Only a number is wanted here. Tally the lines of the data that contain "below".

Saved entries:

+ + +

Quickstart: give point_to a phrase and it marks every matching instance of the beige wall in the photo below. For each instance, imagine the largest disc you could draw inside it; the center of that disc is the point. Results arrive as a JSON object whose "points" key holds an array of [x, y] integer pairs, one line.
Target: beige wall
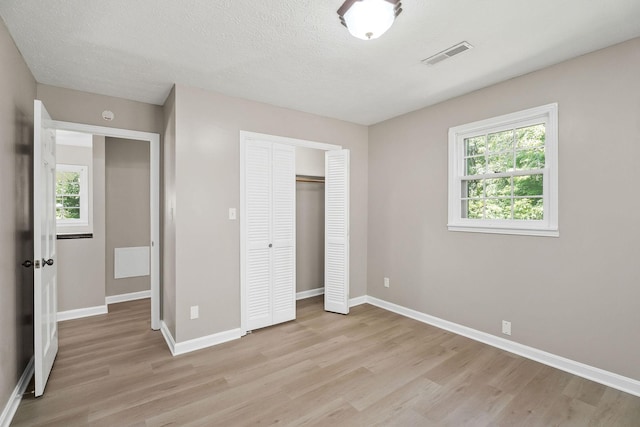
{"points": [[17, 92], [81, 107], [81, 262], [168, 307], [575, 296], [127, 166], [207, 185]]}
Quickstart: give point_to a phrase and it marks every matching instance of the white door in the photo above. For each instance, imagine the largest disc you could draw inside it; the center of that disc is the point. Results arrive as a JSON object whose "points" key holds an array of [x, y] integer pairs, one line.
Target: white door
{"points": [[284, 233], [268, 258], [44, 247], [336, 252]]}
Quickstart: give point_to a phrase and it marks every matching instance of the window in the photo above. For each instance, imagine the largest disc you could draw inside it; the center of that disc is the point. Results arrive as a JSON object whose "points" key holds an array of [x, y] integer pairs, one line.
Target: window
{"points": [[503, 174], [72, 201]]}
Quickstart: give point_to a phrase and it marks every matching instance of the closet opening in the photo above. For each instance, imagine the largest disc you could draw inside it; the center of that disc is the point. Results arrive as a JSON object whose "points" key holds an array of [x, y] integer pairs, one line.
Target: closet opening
{"points": [[294, 228]]}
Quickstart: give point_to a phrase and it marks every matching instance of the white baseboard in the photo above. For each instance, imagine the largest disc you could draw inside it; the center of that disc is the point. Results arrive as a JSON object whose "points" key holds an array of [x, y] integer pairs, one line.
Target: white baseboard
{"points": [[81, 312], [132, 296], [166, 333], [16, 397], [198, 343], [357, 301], [610, 379], [310, 293]]}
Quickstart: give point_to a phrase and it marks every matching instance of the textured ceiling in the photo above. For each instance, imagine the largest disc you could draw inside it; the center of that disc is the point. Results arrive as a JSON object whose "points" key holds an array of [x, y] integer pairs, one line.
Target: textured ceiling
{"points": [[295, 53]]}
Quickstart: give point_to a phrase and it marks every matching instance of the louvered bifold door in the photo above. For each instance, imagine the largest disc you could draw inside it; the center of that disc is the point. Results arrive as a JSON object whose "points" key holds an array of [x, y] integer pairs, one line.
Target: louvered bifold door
{"points": [[257, 217], [284, 233], [336, 264]]}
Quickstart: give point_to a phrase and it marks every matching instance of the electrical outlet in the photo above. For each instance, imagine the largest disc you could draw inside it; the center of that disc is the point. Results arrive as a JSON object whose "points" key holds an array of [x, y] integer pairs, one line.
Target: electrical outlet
{"points": [[506, 327]]}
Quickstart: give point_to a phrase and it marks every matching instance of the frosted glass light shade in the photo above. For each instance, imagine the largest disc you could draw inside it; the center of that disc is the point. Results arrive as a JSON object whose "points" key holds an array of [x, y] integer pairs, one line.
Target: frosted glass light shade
{"points": [[369, 19]]}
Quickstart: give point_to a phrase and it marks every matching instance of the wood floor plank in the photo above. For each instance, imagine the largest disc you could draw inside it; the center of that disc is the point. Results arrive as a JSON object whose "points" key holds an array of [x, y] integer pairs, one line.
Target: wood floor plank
{"points": [[371, 367]]}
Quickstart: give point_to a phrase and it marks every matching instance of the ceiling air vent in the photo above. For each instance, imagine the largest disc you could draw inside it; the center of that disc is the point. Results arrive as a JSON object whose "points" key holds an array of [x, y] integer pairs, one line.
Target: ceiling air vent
{"points": [[447, 53]]}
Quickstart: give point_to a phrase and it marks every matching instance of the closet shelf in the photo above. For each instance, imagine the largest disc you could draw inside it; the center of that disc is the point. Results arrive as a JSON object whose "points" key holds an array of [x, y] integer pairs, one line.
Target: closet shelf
{"points": [[309, 178]]}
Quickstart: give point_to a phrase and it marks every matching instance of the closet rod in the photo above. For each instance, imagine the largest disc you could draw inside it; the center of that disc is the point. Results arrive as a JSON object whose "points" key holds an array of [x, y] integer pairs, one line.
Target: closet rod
{"points": [[309, 178]]}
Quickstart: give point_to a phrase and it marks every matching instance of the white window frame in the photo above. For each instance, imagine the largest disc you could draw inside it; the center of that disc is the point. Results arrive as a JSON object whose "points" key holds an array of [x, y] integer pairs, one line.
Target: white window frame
{"points": [[82, 224], [548, 226]]}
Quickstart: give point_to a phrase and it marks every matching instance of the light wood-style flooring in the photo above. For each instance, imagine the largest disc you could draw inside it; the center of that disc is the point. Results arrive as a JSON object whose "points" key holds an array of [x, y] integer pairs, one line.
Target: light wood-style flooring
{"points": [[369, 368]]}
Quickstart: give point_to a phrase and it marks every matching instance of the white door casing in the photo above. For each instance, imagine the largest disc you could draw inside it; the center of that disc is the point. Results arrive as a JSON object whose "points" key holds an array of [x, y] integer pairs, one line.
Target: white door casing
{"points": [[268, 218], [154, 208], [336, 255], [255, 216], [44, 247]]}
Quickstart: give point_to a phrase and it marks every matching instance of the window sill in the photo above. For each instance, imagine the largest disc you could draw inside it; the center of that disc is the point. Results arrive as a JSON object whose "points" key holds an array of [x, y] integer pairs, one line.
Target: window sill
{"points": [[70, 236], [496, 230]]}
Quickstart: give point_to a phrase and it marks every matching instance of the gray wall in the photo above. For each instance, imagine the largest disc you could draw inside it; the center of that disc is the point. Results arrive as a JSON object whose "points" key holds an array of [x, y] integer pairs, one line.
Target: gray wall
{"points": [[309, 221], [81, 262], [127, 207], [309, 236], [207, 184], [17, 92], [575, 296]]}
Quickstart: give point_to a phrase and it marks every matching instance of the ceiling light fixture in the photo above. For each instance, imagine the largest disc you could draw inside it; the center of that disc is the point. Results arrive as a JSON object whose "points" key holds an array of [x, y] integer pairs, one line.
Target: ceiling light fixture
{"points": [[369, 19]]}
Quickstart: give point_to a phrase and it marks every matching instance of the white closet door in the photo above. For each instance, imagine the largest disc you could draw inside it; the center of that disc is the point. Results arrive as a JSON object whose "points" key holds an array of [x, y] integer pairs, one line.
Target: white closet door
{"points": [[257, 217], [284, 233], [336, 255]]}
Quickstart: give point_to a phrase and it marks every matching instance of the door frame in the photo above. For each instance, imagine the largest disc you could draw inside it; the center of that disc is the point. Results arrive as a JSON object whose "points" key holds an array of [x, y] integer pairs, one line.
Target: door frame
{"points": [[257, 137], [154, 197]]}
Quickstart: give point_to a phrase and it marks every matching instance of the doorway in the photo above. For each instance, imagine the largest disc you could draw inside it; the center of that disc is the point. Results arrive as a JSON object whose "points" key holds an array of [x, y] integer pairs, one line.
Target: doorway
{"points": [[154, 198]]}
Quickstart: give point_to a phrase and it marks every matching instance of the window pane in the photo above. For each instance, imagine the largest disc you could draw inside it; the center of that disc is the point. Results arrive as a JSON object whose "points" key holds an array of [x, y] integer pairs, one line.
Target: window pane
{"points": [[71, 202], [500, 163], [474, 146], [70, 213], [531, 209], [528, 185], [531, 136], [67, 183], [530, 159], [473, 209], [472, 188], [500, 141], [498, 209], [476, 165], [498, 187]]}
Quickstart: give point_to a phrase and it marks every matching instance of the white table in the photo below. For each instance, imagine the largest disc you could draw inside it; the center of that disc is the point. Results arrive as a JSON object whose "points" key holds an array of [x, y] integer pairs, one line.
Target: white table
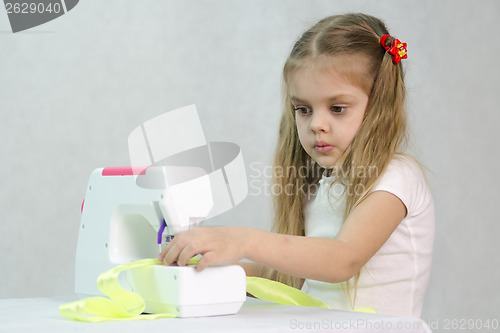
{"points": [[42, 315]]}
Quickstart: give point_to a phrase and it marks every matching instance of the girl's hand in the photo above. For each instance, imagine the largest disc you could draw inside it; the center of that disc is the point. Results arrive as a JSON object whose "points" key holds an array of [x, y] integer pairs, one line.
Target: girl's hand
{"points": [[217, 245]]}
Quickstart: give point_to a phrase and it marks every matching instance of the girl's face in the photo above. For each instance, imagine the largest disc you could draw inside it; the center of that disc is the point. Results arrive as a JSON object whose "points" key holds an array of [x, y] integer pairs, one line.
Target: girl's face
{"points": [[329, 111]]}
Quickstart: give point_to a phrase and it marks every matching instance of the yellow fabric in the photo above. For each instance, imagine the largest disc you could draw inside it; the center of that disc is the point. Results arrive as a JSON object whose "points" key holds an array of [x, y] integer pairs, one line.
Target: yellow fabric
{"points": [[125, 305]]}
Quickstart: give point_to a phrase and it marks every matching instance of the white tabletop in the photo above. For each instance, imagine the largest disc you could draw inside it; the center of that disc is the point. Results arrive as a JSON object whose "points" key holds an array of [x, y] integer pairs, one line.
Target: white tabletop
{"points": [[42, 315]]}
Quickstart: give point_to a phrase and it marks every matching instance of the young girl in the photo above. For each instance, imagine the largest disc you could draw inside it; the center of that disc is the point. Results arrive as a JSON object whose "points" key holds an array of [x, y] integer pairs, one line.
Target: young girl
{"points": [[354, 217]]}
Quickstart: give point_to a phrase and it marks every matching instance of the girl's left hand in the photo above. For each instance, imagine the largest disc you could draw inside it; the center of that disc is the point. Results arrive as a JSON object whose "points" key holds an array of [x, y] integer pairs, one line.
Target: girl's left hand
{"points": [[217, 245]]}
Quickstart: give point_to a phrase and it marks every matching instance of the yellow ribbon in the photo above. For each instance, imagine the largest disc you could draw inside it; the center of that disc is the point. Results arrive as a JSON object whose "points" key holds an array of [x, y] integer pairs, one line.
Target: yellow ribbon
{"points": [[125, 305]]}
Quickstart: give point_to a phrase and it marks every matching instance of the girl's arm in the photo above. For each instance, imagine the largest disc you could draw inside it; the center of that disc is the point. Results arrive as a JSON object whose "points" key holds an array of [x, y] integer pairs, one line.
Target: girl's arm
{"points": [[330, 260]]}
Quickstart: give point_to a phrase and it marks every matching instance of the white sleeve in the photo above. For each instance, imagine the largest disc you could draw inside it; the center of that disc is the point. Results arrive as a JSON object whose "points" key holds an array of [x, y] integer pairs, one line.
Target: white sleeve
{"points": [[405, 179]]}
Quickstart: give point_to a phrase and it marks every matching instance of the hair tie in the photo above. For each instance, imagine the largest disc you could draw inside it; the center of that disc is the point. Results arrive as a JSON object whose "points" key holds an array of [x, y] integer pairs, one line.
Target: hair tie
{"points": [[397, 49]]}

+ + +

**Result:** 2